• Page text

###

Where Compliance Meets Capability: Cleanroom Manufacturing

Designing for Cleanroom Manufacturing Without Compromise
Why Cleanroom-Ready Counts
In medical manufacturing, a product may function perfectly on paper — but moving it into cleanroom production requires a different kind of expertise.
Being cleanroom-ready is not just about cleanliness. It’s about ensuring a product can be assembled efficiently, safely, and compliantly in a controlled environment, without delays or deviations.
At Moda, we help clients make that transition — providing input that respects design intent while preparing products for real-world production.
What Cleanroom-Ready Really Means
A cleanroom is a controlled environment where air quality, particle counts, and contamination risks are tightly regulated. Moda operates ISO 14644-1 Class 7 and Class 8 cleanrooms, certified for regulated medical manufacturing.
But success in a cleanroom takes more than simply operating in the right space. The design itself must be compatible with cleanroom assembly.
Key considerations include:
- Material selection – some materials off-gas or shed particles.

###

• Supplied records
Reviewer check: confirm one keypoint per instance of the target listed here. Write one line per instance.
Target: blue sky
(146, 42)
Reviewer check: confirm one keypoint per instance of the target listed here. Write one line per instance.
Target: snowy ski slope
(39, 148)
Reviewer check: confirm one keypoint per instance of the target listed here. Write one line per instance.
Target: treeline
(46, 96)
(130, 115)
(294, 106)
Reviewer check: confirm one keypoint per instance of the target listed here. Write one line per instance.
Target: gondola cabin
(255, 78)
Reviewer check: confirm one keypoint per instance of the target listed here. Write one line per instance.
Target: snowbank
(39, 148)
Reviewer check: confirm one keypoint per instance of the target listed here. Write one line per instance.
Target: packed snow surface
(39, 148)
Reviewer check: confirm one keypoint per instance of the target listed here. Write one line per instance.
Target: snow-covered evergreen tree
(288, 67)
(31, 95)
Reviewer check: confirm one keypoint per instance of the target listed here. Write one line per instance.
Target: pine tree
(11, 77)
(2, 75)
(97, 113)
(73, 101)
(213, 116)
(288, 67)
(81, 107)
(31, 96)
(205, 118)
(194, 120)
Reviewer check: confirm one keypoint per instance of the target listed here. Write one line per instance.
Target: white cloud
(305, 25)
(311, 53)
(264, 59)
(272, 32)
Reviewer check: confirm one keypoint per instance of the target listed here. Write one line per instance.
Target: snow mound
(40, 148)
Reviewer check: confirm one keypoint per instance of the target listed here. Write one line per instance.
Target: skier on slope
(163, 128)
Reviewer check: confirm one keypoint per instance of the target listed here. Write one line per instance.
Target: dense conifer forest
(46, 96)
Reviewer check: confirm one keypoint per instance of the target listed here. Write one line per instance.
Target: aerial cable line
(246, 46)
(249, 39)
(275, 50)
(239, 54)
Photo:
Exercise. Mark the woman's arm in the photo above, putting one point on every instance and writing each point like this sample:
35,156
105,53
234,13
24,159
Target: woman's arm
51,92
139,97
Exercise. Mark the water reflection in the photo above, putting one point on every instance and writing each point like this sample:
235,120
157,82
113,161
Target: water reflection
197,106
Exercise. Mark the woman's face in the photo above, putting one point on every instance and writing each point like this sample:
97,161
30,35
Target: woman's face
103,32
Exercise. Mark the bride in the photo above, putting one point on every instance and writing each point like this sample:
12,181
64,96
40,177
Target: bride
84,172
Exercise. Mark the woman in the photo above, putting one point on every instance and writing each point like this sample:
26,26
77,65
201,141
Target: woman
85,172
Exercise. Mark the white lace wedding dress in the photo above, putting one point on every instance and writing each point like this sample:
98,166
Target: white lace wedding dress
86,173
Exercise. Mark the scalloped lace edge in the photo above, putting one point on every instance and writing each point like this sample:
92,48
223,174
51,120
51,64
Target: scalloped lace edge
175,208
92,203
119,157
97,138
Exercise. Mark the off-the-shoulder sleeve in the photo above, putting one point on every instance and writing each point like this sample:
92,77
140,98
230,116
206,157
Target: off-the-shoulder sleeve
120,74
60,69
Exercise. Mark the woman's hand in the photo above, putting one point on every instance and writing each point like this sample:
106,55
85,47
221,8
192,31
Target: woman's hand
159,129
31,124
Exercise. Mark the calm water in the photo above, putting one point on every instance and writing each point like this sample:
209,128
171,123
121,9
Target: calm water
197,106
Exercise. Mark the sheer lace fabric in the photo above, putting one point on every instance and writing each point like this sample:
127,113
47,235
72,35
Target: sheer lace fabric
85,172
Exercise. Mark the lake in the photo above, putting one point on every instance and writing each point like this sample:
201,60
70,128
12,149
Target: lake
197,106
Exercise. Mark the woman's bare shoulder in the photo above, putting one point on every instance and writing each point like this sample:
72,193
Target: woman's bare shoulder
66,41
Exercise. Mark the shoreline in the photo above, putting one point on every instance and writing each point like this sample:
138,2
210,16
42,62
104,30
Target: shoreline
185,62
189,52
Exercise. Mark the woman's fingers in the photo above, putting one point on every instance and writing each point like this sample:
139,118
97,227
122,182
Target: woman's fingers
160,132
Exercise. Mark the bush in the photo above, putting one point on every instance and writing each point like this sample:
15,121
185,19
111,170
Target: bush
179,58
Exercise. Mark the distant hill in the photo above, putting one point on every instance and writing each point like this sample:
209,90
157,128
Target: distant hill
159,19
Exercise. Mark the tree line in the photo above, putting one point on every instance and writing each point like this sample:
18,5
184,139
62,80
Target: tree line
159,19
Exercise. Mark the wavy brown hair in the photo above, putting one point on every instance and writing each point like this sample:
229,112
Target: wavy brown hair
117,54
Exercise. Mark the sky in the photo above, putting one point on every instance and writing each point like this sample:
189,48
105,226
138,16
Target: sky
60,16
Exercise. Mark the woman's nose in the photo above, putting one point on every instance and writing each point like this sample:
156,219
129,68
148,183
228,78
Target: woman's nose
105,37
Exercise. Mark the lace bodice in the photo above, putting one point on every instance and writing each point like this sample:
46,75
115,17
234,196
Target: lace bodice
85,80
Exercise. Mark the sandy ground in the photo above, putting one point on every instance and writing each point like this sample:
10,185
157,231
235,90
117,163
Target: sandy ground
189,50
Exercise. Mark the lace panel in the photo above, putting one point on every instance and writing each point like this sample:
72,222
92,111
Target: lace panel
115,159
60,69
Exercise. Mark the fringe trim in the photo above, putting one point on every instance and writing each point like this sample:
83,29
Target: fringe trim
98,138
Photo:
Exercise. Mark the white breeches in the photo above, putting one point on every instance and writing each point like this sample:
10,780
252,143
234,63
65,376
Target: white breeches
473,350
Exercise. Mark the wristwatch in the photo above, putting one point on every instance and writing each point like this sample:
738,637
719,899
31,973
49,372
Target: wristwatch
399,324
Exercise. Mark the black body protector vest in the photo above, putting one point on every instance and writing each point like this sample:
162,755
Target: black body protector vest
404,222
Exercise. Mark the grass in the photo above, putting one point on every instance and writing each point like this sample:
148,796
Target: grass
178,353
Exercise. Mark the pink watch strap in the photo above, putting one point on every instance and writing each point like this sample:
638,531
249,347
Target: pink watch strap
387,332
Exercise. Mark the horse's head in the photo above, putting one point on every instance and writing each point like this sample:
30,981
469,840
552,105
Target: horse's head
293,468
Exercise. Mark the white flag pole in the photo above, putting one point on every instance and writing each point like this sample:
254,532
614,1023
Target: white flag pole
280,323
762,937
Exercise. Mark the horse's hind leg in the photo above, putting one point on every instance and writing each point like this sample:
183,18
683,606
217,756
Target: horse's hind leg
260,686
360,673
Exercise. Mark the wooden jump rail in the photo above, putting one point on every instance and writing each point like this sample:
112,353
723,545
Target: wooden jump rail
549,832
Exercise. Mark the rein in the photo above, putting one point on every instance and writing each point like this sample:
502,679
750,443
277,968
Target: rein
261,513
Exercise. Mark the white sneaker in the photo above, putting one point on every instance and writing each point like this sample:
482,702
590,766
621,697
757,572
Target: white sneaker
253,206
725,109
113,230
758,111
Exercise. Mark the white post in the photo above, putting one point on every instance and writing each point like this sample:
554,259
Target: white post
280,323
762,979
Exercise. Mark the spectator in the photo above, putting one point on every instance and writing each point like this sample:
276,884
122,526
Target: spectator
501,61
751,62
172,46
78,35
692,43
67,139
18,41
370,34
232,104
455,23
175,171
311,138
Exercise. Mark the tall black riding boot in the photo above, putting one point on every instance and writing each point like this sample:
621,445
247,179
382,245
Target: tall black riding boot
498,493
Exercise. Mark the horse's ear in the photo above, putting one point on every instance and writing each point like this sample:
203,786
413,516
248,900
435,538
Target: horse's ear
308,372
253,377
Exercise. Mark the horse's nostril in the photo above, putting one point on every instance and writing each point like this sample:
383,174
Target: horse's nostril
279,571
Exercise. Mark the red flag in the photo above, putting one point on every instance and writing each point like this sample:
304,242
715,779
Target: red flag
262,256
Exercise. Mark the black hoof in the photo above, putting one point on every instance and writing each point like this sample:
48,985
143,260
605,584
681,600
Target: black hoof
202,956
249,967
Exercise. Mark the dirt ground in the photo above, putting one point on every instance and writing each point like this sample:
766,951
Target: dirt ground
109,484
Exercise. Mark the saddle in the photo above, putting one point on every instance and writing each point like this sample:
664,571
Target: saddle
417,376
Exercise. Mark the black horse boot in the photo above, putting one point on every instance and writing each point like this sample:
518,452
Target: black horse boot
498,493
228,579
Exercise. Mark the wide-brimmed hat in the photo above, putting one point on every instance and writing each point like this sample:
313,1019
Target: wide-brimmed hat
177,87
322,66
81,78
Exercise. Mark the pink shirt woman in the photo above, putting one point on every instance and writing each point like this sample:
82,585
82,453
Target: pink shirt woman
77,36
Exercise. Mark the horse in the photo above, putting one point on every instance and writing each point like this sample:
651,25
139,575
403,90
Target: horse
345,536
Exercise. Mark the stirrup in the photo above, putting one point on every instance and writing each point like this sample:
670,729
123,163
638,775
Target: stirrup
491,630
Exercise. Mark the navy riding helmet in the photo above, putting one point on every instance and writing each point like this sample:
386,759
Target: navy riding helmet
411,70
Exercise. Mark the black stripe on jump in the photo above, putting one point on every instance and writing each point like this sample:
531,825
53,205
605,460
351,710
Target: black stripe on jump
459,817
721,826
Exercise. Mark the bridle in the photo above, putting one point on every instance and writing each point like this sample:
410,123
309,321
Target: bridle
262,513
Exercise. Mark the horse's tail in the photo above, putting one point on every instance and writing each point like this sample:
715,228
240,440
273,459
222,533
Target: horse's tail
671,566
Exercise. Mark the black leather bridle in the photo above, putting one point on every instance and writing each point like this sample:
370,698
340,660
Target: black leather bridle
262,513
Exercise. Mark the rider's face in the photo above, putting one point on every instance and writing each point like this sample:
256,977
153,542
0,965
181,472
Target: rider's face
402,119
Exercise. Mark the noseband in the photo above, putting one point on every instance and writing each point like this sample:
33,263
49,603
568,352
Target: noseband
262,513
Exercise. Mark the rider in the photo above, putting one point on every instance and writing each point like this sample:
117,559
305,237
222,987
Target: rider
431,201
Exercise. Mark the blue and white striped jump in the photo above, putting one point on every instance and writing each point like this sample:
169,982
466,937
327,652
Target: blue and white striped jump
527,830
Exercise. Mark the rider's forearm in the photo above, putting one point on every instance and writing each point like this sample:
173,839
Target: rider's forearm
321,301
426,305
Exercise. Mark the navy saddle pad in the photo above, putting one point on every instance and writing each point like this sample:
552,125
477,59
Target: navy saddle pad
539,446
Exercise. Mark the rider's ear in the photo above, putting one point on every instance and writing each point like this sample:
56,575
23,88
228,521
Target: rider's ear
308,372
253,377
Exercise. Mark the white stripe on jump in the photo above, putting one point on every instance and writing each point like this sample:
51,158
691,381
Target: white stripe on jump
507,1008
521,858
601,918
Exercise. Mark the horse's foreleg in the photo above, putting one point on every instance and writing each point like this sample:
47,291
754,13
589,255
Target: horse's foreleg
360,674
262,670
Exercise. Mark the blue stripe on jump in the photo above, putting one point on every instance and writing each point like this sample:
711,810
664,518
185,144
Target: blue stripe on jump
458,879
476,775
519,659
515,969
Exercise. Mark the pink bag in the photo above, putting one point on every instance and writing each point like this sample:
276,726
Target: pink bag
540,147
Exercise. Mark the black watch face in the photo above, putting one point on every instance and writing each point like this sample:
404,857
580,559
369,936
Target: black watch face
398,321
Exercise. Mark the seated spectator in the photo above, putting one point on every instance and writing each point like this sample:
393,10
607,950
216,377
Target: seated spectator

###

• Task details
Answer these questions from the cleanroom manufacturing text.
(a) Which cleanroom classes does Moda operate, and under which ISO standard?
(b) Which three things does the text say are tightly regulated in a cleanroom?
(c) What reason does the text give for material selection being a key consideration?

• Result of this exercise
(a) Class 7 and Class 8, under ISO 14644-1.
(b) Air quality, particle counts, and contamination risks.
(c) Some materials off-gas or shed particles.